Tally the lines in the records below that contain the string "fluorescent", treating case as significant, and give only that number.

Extracted records:
╭──

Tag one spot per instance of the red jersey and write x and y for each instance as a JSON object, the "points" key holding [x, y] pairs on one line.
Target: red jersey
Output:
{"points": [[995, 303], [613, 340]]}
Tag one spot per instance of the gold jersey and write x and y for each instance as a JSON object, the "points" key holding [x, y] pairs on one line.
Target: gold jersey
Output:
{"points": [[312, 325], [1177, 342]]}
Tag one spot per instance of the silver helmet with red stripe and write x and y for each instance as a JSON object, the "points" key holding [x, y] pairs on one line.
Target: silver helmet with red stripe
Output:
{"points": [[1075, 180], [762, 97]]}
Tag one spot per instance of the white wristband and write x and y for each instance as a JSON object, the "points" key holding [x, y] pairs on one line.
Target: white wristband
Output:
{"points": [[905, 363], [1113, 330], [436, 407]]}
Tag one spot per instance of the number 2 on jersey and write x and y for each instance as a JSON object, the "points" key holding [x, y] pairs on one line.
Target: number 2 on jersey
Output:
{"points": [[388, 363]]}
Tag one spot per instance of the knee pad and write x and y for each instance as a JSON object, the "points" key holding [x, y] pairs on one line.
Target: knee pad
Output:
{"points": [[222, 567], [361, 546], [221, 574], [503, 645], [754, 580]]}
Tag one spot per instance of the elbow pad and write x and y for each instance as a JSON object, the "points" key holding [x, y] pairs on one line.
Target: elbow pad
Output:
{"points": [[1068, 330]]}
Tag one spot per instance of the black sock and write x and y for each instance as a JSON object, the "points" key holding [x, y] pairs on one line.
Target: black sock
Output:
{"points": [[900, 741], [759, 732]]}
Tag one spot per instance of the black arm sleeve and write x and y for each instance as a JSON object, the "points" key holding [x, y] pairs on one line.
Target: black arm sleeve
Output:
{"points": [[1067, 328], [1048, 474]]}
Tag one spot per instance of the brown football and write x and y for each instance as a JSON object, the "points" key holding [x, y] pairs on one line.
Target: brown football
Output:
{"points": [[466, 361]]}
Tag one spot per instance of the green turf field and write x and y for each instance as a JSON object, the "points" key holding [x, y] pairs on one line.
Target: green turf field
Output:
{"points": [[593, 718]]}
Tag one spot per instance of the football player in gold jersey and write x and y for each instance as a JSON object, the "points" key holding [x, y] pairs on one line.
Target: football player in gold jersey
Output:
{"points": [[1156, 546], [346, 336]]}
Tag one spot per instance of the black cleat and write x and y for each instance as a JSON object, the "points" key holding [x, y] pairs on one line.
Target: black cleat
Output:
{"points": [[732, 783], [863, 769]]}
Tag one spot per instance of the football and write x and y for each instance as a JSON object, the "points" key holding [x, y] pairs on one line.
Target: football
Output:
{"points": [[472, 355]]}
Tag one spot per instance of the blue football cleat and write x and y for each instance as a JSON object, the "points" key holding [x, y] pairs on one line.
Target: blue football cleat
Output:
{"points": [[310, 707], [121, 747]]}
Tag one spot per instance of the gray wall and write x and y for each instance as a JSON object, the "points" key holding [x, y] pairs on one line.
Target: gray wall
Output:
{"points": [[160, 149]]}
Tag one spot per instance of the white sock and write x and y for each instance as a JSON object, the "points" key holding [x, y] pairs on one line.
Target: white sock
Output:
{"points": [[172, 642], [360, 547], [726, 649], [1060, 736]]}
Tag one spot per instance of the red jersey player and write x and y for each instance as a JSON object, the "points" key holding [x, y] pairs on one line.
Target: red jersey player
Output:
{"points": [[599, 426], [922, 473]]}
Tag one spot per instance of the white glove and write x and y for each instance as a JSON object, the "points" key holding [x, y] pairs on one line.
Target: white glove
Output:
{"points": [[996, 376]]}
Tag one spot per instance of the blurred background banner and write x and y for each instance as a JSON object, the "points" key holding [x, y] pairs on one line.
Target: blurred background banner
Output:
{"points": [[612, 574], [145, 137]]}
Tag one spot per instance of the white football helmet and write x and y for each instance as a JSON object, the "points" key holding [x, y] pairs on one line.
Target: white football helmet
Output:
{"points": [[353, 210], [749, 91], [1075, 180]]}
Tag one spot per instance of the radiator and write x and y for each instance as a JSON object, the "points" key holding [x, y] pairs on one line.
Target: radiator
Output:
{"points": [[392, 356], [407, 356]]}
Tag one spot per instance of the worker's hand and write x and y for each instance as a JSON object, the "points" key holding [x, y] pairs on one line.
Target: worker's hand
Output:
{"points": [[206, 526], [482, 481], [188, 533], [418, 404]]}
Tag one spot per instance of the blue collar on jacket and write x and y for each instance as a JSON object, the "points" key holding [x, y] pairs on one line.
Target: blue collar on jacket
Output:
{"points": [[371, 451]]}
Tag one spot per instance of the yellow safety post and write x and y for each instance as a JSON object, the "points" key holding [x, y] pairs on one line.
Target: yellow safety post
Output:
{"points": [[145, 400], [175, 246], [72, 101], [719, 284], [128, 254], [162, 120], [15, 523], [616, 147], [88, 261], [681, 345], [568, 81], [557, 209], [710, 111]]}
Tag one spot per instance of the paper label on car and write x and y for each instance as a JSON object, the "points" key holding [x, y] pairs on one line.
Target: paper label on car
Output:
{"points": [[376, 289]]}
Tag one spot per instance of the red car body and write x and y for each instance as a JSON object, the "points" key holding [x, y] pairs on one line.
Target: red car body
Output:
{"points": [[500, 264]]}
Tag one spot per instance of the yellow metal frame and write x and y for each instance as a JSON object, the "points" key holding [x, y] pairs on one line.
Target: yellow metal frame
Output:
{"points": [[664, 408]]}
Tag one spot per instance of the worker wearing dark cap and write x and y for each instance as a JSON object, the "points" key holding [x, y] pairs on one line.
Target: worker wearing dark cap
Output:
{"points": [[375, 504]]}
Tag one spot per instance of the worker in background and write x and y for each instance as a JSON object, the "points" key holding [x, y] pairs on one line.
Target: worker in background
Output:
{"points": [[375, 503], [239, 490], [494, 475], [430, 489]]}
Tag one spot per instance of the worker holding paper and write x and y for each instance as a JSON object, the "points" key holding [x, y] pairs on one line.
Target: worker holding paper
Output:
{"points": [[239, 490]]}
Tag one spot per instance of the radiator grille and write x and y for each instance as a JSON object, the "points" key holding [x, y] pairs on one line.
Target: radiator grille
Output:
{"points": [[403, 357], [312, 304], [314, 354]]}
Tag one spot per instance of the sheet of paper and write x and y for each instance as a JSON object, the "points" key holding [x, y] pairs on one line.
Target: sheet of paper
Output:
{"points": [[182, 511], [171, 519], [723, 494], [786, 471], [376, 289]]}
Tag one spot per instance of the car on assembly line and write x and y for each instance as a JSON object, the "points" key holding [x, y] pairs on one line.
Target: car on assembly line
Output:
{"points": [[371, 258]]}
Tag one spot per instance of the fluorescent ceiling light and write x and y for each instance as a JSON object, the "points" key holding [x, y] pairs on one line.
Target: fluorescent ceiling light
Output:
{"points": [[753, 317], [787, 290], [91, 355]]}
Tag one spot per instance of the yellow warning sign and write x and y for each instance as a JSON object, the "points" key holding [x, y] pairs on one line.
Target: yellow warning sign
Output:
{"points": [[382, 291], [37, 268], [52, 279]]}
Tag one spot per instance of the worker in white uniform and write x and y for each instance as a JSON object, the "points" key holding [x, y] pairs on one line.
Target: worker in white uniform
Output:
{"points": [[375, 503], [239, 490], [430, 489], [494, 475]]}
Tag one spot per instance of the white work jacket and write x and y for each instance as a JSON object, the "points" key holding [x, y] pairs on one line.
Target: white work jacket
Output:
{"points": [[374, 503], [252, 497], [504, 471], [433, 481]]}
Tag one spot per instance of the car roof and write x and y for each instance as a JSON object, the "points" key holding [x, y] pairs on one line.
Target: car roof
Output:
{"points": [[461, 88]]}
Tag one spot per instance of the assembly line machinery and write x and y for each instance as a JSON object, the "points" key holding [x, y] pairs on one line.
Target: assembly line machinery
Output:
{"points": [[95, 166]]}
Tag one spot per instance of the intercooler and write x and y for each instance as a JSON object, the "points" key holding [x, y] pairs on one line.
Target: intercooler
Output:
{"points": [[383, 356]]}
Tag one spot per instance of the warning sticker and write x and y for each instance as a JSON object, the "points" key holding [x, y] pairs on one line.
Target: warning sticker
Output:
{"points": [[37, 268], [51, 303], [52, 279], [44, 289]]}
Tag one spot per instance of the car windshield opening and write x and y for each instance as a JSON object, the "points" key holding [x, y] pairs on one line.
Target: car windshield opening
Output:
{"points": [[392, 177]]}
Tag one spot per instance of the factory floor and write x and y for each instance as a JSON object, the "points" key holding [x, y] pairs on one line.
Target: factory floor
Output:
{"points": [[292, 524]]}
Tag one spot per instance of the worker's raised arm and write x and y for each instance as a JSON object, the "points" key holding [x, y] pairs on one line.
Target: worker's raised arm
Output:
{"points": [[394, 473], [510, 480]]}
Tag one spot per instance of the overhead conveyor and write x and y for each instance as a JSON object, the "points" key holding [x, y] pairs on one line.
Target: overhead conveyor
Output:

╰──
╭──

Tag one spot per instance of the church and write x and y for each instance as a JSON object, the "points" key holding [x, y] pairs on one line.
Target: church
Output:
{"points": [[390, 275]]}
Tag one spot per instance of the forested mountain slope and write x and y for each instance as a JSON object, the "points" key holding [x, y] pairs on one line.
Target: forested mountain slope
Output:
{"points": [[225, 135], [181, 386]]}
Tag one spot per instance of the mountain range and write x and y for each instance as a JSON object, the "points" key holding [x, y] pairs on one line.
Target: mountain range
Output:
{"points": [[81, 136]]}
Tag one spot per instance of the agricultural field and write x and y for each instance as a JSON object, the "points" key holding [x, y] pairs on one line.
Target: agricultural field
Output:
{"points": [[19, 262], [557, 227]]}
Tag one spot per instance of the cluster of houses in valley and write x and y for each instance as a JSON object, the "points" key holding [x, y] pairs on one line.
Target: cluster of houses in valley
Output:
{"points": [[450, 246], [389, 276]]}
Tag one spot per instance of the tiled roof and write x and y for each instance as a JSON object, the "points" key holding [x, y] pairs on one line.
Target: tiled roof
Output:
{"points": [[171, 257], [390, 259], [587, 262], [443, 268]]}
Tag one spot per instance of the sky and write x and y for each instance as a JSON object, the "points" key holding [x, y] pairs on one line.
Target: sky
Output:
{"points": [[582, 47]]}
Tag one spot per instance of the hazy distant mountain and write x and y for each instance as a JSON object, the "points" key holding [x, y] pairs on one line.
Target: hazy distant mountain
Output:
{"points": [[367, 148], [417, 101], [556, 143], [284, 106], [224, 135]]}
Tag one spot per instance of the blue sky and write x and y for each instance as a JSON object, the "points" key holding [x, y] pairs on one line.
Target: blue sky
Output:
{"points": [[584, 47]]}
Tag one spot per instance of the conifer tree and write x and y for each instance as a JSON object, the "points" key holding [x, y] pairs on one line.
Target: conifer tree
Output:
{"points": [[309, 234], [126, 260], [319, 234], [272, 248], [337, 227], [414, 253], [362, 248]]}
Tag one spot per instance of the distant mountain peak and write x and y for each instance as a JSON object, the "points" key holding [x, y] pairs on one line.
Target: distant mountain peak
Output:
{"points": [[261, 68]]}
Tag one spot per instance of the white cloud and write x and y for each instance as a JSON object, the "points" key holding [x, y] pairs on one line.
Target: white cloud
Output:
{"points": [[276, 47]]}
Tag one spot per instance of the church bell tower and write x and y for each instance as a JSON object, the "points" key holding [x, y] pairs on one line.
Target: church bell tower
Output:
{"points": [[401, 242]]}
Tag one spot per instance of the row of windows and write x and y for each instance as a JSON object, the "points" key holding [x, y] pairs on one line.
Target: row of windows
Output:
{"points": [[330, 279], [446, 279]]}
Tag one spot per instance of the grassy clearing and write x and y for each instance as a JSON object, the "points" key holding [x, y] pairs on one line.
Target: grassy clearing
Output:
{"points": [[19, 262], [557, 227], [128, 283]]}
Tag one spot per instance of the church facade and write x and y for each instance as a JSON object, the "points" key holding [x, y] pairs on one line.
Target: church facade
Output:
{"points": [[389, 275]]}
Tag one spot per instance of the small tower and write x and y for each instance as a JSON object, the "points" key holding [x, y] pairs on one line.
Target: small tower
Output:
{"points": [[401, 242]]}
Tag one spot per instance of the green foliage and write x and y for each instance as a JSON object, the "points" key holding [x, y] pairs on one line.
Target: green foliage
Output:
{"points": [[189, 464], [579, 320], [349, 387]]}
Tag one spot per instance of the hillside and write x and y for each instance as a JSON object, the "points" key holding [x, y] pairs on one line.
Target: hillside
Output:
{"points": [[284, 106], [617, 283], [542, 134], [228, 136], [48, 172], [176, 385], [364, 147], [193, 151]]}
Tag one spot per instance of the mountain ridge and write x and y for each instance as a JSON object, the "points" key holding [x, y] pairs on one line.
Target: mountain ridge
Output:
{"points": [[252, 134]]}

╰──
╭──

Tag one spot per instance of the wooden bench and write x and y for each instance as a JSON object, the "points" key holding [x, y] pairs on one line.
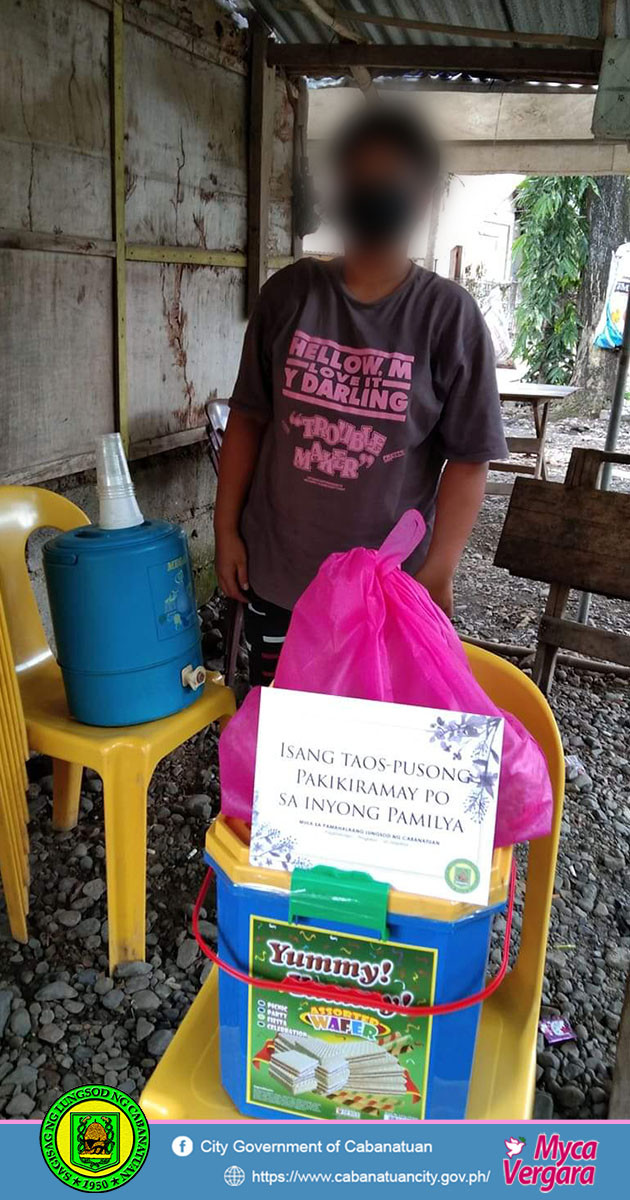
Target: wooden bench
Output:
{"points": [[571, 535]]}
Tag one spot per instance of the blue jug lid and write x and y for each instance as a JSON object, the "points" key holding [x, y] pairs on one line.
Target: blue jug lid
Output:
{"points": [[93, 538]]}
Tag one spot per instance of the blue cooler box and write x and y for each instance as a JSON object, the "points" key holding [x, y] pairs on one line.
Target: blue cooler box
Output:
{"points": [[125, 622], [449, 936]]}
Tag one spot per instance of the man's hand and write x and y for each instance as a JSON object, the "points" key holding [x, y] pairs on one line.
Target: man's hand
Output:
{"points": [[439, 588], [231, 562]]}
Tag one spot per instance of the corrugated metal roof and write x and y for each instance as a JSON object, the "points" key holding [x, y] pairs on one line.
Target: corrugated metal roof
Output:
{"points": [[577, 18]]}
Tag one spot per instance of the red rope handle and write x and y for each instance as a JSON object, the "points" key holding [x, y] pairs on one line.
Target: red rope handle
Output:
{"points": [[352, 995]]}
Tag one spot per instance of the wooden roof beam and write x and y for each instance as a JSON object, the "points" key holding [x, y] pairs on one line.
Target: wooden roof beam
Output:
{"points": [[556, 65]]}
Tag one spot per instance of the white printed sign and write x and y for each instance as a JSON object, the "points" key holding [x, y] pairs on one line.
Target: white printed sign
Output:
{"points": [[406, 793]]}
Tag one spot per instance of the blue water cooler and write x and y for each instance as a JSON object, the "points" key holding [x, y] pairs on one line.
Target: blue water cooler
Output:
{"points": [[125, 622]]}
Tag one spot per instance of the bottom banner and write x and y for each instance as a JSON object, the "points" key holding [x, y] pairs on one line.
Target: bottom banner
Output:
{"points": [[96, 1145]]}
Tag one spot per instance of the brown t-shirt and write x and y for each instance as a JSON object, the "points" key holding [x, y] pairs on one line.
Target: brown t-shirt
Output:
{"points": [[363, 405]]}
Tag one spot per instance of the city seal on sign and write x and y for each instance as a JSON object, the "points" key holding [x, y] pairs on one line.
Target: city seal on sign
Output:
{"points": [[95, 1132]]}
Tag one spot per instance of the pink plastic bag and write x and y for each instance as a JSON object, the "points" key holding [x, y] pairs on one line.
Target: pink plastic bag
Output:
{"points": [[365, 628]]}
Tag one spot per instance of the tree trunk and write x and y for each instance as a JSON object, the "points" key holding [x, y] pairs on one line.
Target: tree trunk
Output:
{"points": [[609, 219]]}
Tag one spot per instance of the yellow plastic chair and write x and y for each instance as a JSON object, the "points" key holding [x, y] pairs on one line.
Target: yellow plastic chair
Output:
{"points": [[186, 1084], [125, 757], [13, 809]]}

╰──

■ Worked answer: 2